Start of Text section
27 October 2013


In June of 1994 there was some computer trade show at the Ellerslie Showgrounds.  Perhaps, my boss said, I ought to go.  I take the 'bus to work and so have a monthly pass so it would not even require any sort of transportation arrangement.

I wanted to go.  I wanted to escape.  I didn't want to escape the office, or work, or anything specific.  I just wanted to escape.

I had been in turmoil over this Catholic question now for nine months.  I was nearly paralysed with fear.  I knew now so much that to believe the Catholic claims false was impossible for me, yet I had still present in my mind the anti-Catholic threats that had become like glaring neon signs flashing at me: "Great Whore;" "Synagogue of Satan;" "High Treason" (this last words that Jim Jordan had written to me).

I had, in addition, physical problems.  I have a congenital deviated septum.  The result is chronic sinus issues - and at times a nose so badly stopped up that I cannot breathe through it.  That morning I was in that condition as the 'bus headed down the Great South Road.  We were, I believe, somewhere in Greenlane.  I pulled the cord and got off the 'bus.
End of Text section
Start of Data provided
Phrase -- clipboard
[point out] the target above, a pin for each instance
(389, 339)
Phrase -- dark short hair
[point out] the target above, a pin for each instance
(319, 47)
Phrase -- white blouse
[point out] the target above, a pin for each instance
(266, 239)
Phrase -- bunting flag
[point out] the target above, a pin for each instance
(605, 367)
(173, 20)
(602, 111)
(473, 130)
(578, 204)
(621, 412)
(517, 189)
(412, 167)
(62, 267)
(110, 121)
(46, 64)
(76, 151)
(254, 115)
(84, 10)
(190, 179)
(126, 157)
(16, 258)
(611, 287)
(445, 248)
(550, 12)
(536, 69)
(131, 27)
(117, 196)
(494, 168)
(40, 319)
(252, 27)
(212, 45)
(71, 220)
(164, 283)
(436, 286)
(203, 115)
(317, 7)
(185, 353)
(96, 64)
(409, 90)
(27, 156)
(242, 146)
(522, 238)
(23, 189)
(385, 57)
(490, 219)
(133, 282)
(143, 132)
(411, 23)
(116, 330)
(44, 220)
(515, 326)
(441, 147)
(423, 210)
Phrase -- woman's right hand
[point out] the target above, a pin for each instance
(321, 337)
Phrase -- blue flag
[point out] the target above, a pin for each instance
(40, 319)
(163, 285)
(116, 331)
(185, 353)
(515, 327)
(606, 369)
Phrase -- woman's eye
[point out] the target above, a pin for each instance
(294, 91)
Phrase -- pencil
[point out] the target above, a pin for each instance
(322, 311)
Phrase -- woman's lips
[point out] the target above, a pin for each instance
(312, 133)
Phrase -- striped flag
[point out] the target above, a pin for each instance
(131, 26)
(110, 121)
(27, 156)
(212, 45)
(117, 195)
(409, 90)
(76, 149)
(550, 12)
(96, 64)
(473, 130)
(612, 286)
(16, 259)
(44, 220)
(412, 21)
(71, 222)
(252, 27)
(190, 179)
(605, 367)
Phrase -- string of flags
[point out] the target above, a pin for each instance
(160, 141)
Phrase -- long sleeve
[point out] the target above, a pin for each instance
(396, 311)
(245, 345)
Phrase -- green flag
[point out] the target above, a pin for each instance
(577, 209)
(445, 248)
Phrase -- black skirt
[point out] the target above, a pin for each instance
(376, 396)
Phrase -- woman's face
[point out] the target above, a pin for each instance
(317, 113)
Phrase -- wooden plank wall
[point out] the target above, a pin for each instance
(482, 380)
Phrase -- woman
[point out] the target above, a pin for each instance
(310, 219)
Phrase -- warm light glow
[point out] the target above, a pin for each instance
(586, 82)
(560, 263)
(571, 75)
End of Data provided
> **Problems**
- a) In the memoir passage, where was the computer trade show held in June 1994?
- b) Pick up the memoir passage about the 1994 bus ride and write what comes after its last sentence.

> **Written responses**
- a) At the Ellerslie Showgrounds.

- b)
I was, I suppose, in the psychological state called fugue.  I did not know who I was, where I was going, nor what I was supposed to be doing.  My mind seemed racing a hundred miles an hour.  God, I thought, was sitting in Heaven laughing.  He was waiting for me to decide - "decide now!!  now!!  Hurry!!  You must decide now!!" - and ensuring that, whatever my decision, it would be wrong.  He would shout, with a maniacal laugh, "Wrong!!  You now go straight to Hell!!"  And, I thought, He was holding my nostrils tightly shut so that I could not breathe.

Though it was mid-winter, it was a sunny day.  I sat down on a bench at the 'bus stop and, breathing through my mouth, slowly began to calm down.  I began to come back to myself - that word 'myself' began, again, to have some meaning! - and I thought.  I thought and made a decision: I would not believe in such a God.  I simply made a moral refusal, an act of the will.  If such a god - such a being deserves no typographical honorific - really exists, I will not believe in him.  I reject him and any universe made by such a being.  I would believe that if I genuinely sought to know God's will, that He would not hide Himself from me; that He would help me to follow Him.  It was quite analogous to my decision in August of 1984 (or 1985?) when I suddenly was sure there was no God.  At that time I absolutely rejected such a state of affairs - one in which the world was meaningless, was not created but just was, without rhyme or reason.  I had refused to accept the non-existence of God.  Now I had refused to accept His maliciousness.

It was only years later, reflecting on this point, that I thought of the verse Hebrews 11:6:
...for he that cometh to God must believe that He is...
that, in short, that He exists:
...and that He is a rewarder of them that diligently seek Him.
that, in other words, that He would not deliberately hide Himself from me.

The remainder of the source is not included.